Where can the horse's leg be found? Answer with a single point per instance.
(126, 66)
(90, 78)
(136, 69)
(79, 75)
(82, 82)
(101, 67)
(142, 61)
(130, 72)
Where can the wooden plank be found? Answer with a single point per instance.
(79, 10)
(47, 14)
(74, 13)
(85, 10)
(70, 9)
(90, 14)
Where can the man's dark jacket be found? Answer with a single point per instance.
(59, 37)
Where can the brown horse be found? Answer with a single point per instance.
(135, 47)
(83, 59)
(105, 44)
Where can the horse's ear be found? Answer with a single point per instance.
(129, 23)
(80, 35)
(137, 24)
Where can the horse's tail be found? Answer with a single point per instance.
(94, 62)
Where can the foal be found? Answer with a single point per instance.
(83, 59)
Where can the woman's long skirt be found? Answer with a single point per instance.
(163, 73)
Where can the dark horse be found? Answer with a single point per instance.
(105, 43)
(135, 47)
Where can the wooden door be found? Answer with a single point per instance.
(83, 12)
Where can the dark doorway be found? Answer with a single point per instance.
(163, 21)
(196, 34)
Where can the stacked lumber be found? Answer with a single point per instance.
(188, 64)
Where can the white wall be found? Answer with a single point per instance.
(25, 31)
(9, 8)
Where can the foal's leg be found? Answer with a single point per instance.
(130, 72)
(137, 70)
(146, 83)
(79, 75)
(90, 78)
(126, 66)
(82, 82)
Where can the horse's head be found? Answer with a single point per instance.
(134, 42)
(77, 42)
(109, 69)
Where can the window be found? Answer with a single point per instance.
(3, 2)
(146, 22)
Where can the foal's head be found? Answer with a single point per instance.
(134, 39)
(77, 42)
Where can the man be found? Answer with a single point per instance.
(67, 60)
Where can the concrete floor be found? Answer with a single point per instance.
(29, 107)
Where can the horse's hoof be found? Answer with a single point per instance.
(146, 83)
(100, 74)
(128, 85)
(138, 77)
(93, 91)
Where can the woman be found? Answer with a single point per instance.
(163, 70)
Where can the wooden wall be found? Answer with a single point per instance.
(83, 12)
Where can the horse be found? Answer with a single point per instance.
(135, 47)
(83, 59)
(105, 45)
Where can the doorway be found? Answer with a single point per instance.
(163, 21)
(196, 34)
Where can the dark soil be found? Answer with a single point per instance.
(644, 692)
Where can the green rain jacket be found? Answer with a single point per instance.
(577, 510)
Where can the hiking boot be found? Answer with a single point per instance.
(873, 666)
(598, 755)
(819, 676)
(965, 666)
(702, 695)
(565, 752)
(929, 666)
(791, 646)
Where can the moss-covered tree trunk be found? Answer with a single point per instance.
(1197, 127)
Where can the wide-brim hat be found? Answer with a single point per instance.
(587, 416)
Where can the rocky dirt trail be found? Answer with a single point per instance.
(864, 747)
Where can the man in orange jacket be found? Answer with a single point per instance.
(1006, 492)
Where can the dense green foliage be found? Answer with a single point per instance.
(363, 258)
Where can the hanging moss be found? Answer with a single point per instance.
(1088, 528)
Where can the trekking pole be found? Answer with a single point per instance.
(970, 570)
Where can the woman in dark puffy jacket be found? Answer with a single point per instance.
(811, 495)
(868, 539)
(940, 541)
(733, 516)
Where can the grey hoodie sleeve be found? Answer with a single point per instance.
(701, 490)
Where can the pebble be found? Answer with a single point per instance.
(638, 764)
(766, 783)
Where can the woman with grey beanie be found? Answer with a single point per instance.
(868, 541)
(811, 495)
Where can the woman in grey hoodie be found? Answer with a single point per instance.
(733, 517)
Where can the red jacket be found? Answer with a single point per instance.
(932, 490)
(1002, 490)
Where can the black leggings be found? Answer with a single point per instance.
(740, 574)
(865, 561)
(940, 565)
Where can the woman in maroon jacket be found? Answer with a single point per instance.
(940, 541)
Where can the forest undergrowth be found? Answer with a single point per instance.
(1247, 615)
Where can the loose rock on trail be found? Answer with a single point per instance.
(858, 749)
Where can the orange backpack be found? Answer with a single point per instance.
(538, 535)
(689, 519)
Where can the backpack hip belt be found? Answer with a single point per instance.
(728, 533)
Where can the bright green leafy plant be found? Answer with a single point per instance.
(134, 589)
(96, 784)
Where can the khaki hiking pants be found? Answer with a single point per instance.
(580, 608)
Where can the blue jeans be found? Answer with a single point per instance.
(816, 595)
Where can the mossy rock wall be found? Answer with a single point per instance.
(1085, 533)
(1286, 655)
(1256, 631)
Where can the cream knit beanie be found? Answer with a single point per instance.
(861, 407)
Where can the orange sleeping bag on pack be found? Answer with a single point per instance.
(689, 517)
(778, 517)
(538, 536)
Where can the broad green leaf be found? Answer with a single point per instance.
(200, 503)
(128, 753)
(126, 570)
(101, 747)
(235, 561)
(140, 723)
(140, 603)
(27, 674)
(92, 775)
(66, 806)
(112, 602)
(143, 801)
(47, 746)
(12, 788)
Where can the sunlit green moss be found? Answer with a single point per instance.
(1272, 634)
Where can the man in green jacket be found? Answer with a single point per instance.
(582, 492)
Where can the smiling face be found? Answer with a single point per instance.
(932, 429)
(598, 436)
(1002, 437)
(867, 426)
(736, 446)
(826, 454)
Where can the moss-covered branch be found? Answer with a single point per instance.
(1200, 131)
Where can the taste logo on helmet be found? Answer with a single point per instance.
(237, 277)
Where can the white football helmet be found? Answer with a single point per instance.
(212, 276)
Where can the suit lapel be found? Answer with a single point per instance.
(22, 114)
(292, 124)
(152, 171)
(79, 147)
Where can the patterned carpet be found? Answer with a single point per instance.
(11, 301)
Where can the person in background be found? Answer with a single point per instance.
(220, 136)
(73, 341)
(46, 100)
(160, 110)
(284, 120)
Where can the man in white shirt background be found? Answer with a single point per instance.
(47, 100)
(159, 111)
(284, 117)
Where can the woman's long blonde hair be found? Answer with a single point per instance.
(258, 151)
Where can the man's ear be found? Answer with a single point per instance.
= = = =
**Task details**
What is needed is an exact copy of all the data above.

**Output below**
Where can the horse's leg be found? Answer with a single point per instance.
(126, 66)
(90, 78)
(136, 69)
(79, 75)
(82, 82)
(101, 67)
(142, 61)
(130, 72)
Where can the wooden plank be found? Answer with a single point per instance.
(79, 10)
(47, 14)
(74, 13)
(85, 10)
(70, 9)
(90, 14)
Where can the man's dark jacket be found? Answer with a single point per instance.
(59, 37)
Where can the brown horse be found? Answer with a single point per instance.
(135, 47)
(83, 59)
(105, 44)
Where can the horse's ear be found? Answer with a single point per instance.
(129, 23)
(80, 35)
(137, 24)
Where can the horse's tail be found? Answer with a single point per instance.
(94, 62)
Where can the foal be found? Answer with a single point per instance.
(83, 59)
Where can the woman's long skirt be found? Answer with a single point per instance.
(163, 73)
Where can the dark horse be found? Answer with a single point per instance.
(105, 43)
(135, 47)
Where can the wooden door be found? Answer with a single point per instance.
(83, 12)
Where can the dark doorway be found? Answer with a single point per instance.
(163, 21)
(196, 34)
Where can the stacked lumber be found? Answer with a single point per instance.
(188, 64)
Where can the white wall be found? Answer with a single point per instance.
(25, 31)
(9, 8)
Where can the foal's leg be found? Answer with a single point per instance.
(130, 72)
(137, 70)
(146, 83)
(79, 75)
(90, 78)
(126, 66)
(82, 82)
Where can the horse's head be found? Answer with a single point per instance.
(134, 42)
(77, 42)
(109, 69)
Where can the window be found? Answer with a single point per instance.
(3, 2)
(146, 22)
Where can the foal's head be found? Answer with a single point per instance.
(134, 39)
(77, 42)
Where can the man be found? Answer with a single point per instance.
(67, 60)
Where can the concrete floor be found? Answer with a single point per instance.
(29, 107)
Where can the horse's hoof be found? Answer with a single point per instance.
(146, 83)
(100, 74)
(128, 85)
(138, 77)
(93, 91)
Where can the woman be found? Answer with a single point per instance.
(163, 70)
Where can the wooden wall be found? Answer with a single point per instance.
(83, 12)
Where can the horse be found? Answer with a single point per instance.
(135, 47)
(83, 59)
(105, 45)
Where can the doorway be found? Answer with a single point per instance.
(163, 21)
(196, 34)
Where can the dark soil be found? Answer with a single point per instance.
(644, 692)
Where can the green rain jacket be found? Answer with a single point per instance.
(577, 510)
Where can the hiking boot be found? Answer with a single point per instance.
(873, 666)
(598, 755)
(819, 676)
(965, 666)
(702, 695)
(565, 752)
(929, 666)
(791, 646)
Where can the moss-covered tree trunk be found? Answer with a single point per instance.
(1197, 127)
Where can the wide-brim hat be found? Answer with a single point per instance.
(587, 416)
Where can the rocky dirt trail be found? Answer with a single point per instance.
(864, 747)
Where can the man in orange jacket be found? Answer with a single point per instance.
(1006, 492)
Where can the dense green foliage be found? Answer with a single point per instance.
(363, 258)
Where can the hanging moss be found? Answer with a single point per instance.
(1088, 528)
Where can the trekking pole be found? Answer with a single point per instance.
(970, 570)
Where can the woman in dark puffy jacket be found? Answer with a single point per instance.
(811, 495)
(868, 539)
(940, 541)
(733, 516)
Where can the grey hoodie sleeve be found? Answer with a single point per instance.
(701, 490)
Where can the pebble be found? Answer with a single point per instance.
(638, 764)
(766, 783)
Where can the woman with grey beanie be found? Answer with a single point per instance.
(868, 541)
(811, 495)
Where can the woman in grey hoodie be found? Answer with a single point per instance.
(733, 517)
Where can the red jacket be found? Answer with a single point per instance.
(932, 490)
(1002, 490)
Where can the black leggings be found? Answer with a single point per instance.
(740, 574)
(865, 561)
(940, 565)
Where can the woman in maroon jacket be found? Answer with a single point per instance.
(940, 541)
Where can the forest undergrowth be found? Answer with a single point per instance.
(1247, 615)
Where can the loose rock on trail be found? Answer with a single point per instance.
(858, 749)
Where can the orange backpack be found? Answer with a single point per instance.
(538, 535)
(689, 519)
Where can the backpack hip belt be found? Answer with a single point per instance.
(728, 533)
Where can the bright green leafy plant be found? Answer with a single point per instance.
(134, 589)
(96, 784)
Where can the khaki hiking pants be found? Answer with a single point per instance.
(580, 608)
Where can the blue jeans be found? Answer with a single point per instance.
(816, 595)
Where can the mossy rock wall be found? Answer with a single point per instance.
(1085, 533)
(1286, 655)
(1256, 631)
Where can the cream knit beanie be found? Answer with a single point per instance.
(861, 407)
Where can the orange sleeping bag on pack be found? Answer with a single point per instance.
(689, 517)
(778, 517)
(538, 536)
Where can the broad green leaf be found? Answer with a single point per instance.
(200, 503)
(128, 753)
(126, 570)
(101, 747)
(235, 561)
(140, 723)
(140, 603)
(27, 674)
(92, 775)
(66, 806)
(112, 602)
(143, 801)
(47, 746)
(12, 788)
Where can the sunlit green moss be found? Answer with a single point per instance.
(1272, 634)
Where can the man in green jacket be found? Answer with a single point per instance.
(582, 492)
Where can the smiling face be found? Answer with a single point per instance.
(932, 429)
(598, 436)
(1002, 437)
(867, 426)
(736, 446)
(826, 454)
Where can the moss-covered branch be found? Answer with a single point per instance.
(1200, 131)
Where can the taste logo on helmet be found? Answer with a single point per instance.
(237, 277)
Where can the white football helmet be found? Answer with a single point per instance.
(212, 276)
Where can the suit lapel be found? Answer with a single point per instance.
(22, 114)
(292, 124)
(152, 171)
(79, 147)
Where can the patterned carpet be found? Answer with a single point per instance.
(11, 301)
Where can the person in background be found? Answer with a single point per instance.
(220, 136)
(73, 341)
(46, 100)
(160, 110)
(284, 120)
Where can the man in white shirt background be found? Answer with a single point per instance.
(47, 100)
(159, 111)
(284, 117)
Where can the woman's long blonde hair be found? Answer with a single point per instance.
(258, 151)
Where can the man's ear be found? Answer with a single point per instance.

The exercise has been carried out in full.